» **TASK OBJECTIVE**
Pick out and copy each line of the records below that contains the string "strap".

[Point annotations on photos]
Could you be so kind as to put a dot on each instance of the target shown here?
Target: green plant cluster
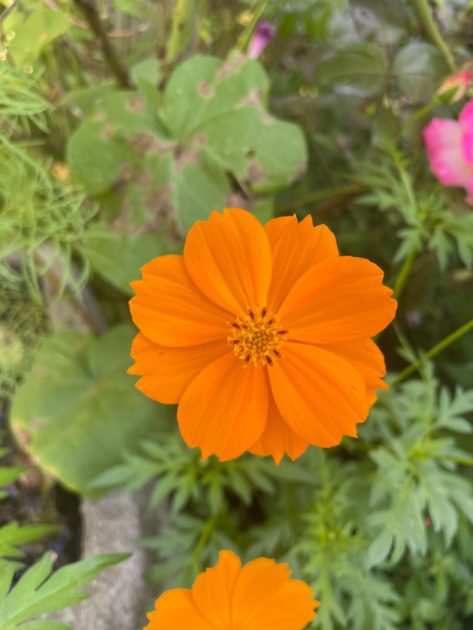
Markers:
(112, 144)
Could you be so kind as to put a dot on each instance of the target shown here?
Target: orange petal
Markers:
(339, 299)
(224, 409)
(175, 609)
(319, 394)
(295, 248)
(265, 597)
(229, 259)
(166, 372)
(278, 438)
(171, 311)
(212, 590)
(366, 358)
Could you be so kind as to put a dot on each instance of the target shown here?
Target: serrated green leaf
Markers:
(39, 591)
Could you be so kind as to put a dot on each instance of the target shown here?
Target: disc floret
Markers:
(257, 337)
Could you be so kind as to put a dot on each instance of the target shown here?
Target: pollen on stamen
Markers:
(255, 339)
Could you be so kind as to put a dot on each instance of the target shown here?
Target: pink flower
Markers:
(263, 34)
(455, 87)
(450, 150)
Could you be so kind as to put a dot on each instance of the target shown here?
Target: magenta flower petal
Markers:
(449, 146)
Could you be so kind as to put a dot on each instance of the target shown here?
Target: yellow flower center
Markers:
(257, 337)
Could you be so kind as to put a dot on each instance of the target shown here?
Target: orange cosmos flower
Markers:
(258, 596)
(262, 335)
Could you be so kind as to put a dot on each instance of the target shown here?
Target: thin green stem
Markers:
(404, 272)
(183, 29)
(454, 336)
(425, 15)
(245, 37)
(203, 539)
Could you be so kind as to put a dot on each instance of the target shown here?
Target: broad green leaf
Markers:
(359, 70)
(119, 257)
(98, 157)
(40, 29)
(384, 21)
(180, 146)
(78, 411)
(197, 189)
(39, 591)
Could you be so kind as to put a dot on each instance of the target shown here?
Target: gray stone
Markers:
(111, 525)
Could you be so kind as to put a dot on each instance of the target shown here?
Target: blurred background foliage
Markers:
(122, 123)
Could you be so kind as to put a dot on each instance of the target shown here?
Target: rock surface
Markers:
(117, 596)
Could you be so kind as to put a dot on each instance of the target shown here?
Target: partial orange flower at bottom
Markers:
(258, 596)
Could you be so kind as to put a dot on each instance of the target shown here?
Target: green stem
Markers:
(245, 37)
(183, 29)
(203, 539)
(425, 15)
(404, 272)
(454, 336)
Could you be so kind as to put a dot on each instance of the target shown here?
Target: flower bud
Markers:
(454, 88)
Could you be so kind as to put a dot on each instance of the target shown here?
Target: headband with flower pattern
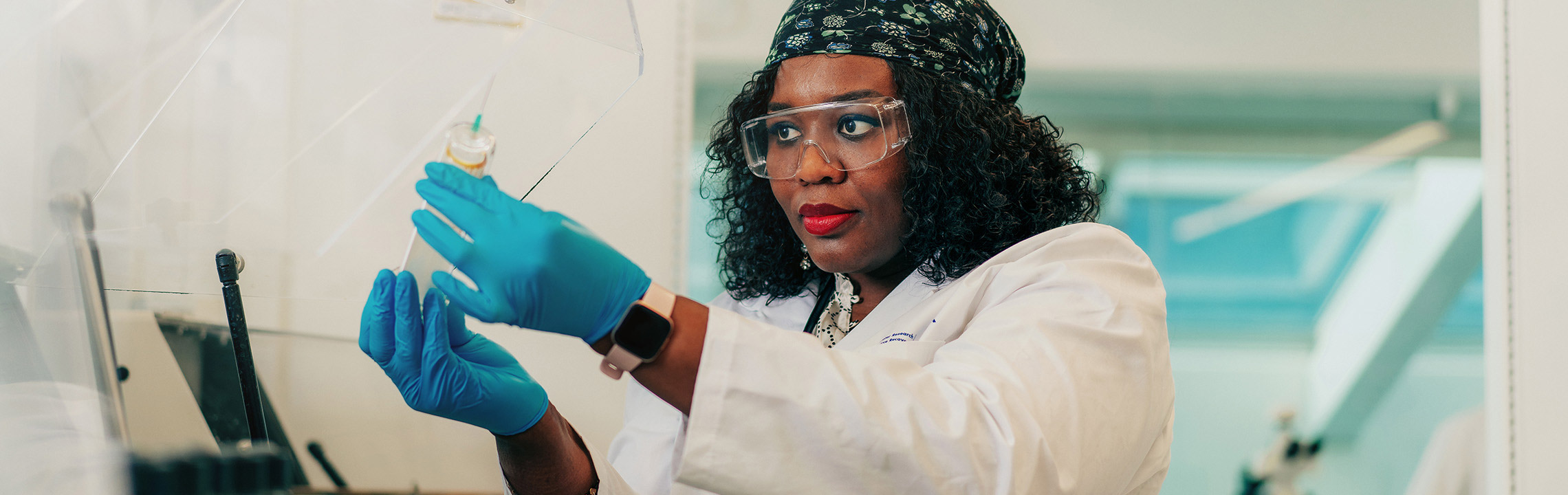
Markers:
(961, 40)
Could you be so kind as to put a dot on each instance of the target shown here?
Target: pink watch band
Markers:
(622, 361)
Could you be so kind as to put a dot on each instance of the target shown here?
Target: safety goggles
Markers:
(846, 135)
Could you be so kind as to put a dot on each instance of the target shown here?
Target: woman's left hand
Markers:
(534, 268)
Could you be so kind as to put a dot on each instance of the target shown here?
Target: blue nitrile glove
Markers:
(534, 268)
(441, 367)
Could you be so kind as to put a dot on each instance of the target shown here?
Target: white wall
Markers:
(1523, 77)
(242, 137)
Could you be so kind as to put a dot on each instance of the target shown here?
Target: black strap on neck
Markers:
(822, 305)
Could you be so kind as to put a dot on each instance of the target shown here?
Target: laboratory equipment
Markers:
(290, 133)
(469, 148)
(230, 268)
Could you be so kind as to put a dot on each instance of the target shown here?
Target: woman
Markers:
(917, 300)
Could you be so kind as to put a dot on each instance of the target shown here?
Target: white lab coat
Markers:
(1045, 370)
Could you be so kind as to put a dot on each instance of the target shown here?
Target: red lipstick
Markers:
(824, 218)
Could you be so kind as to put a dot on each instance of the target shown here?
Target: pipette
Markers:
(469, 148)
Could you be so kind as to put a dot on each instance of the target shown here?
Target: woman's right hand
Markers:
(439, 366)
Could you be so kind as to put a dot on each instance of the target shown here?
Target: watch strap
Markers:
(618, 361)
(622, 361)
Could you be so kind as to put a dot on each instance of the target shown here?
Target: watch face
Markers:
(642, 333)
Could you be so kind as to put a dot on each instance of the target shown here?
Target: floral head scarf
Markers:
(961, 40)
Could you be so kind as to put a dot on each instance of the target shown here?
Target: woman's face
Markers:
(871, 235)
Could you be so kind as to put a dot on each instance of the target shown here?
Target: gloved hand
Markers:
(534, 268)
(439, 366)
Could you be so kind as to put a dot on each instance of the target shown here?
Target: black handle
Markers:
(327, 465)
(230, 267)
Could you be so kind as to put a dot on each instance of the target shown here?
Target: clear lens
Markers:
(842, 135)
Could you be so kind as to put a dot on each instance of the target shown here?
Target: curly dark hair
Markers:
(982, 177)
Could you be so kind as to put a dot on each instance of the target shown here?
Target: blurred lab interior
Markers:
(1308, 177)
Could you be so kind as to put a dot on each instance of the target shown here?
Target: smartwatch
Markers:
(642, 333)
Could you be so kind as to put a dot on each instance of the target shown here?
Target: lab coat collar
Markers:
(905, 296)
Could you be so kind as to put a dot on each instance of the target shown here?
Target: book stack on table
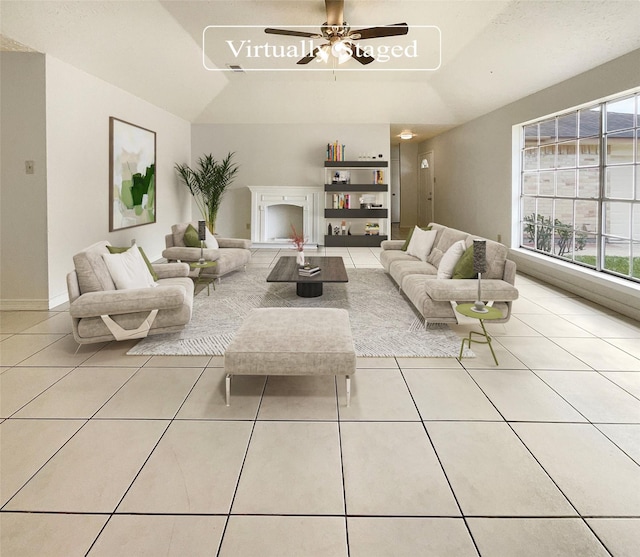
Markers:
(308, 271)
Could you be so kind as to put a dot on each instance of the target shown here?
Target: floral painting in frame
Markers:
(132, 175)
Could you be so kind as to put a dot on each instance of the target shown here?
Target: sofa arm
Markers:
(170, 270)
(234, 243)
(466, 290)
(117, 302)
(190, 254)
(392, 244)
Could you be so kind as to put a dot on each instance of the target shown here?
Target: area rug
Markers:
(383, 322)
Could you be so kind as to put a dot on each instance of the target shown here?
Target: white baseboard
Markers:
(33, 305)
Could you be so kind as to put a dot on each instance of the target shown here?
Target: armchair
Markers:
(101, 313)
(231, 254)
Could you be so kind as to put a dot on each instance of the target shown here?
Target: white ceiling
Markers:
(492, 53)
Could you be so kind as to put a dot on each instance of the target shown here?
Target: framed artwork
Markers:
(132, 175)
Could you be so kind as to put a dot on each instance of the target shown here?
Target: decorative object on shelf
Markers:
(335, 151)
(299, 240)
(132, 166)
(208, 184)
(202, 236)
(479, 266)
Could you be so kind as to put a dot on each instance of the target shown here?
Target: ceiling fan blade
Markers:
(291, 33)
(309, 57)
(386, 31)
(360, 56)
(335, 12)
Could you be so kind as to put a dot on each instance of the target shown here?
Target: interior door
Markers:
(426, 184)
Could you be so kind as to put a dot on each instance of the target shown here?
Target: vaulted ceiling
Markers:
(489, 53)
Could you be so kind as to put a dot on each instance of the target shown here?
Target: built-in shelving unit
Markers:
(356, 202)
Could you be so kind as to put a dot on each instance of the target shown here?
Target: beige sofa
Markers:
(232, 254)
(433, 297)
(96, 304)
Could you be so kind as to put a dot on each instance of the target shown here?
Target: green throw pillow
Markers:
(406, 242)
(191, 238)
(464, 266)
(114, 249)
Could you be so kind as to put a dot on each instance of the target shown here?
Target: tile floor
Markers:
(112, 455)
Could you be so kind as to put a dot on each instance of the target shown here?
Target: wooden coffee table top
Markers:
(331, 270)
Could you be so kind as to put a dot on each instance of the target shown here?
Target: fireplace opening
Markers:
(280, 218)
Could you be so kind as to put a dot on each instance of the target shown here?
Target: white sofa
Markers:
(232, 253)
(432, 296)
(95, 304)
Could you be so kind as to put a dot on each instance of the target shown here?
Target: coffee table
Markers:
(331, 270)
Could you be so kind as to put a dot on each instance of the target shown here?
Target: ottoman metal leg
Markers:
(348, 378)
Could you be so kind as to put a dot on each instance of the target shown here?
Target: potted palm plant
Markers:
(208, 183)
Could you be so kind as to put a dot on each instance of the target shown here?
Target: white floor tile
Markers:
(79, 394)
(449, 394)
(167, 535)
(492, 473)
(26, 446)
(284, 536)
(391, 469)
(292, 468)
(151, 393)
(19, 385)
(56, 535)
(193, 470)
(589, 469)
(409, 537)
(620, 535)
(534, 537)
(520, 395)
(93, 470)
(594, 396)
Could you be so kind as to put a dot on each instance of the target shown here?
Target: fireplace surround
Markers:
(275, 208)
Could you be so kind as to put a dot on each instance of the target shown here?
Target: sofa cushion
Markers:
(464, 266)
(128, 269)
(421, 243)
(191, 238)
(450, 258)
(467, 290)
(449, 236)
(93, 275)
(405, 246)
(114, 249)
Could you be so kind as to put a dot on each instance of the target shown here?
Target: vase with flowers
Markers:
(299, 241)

» **WRITTEN RESPONSE**
Target: black strap on neck
Target: watch strap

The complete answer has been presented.